- REQUESTS:
a) Translate this sentence from the DAC review below into Spanish: "I left the tea unmade and hurtled back."
b) From the DAC review below, set down the passage that opens with the words containing "Within two days" and closes with "more expensive DAC4.", without changing anything.

++++ EXTRACT TO READ

Within two days the DAC was back in my system and switched on. Frankly, I was not expecting £300 value to sound like very much. I set a CD spinning and left the living room to make a pot of tea. The first bars of Improvisations Part 1 from David Kikoski’s Combinations (Criss 1226) percolated through our house to the kitchen. I left the tea unmade and hurtled back. The sound I heard was definitely not my DAC. It could not be. Surely there’d been a mistake? Someone in Audio Note must have re-built my DAC using boards from the much more expensive DAC4.
Those readers familiar with Combinations will know that Improvisations Part 1 is simply solo piano played by Kikoski in a particularly reflective and lyrical mood. I can’t guess at the number of times I’ve played this disc and yet I am still moved greatly every time by Kikoski’s meditation. Through the modified DAC, Improvisations Part 1 took on new and more profound meaning for me. The piano, closely miked, stretched between the Vandersteens, seemingly life-size. So faithfully was the recording transcribed that the sound of the damper pedal mechanism, never obvious before, was clearly heard. But what really amazed was the way the DAC revealed the exquisite timing in Kikoski’s playing.

++++++++
++++ EXTRACTED INFORMATION

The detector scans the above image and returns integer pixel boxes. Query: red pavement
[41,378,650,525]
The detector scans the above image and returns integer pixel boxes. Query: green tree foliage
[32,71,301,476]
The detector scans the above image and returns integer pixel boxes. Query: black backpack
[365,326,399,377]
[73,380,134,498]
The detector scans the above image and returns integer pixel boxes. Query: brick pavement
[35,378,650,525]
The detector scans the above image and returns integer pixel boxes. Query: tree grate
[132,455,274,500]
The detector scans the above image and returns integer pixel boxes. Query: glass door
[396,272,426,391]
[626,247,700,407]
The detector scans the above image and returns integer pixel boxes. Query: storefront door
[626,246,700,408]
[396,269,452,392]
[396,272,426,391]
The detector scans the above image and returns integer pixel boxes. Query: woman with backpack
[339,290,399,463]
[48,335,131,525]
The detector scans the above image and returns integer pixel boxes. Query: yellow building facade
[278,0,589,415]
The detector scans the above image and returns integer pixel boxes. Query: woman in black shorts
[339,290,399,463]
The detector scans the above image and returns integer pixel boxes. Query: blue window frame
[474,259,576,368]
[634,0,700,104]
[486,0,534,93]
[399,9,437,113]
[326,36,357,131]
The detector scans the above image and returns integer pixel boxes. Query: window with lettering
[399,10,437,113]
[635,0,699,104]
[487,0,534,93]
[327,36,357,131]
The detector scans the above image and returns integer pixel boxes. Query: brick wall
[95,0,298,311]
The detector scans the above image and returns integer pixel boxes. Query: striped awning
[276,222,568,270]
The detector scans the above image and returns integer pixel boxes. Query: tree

++++++++

- SOLUTIONS TO THE TASKS:
a) Dejé el té sin preparar y volví a toda prisa.

b)
Within two days the DAC was back in my system and switched on. Frankly, I was not expecting £300 value to sound like very much. I set a CD spinning and left the living room to make a pot of tea. The first bars of Improvisations Part 1 from David Kikoski’s Combinations (Criss 1226) percolated through our house to the kitchen. I left the tea unmade and hurtled back. The sound I heard was definitely not my DAC. It could not be. Surely there’d been a mistake? Someone in Audio Note must have re-built my DAC using boards from the much more expensive DAC4.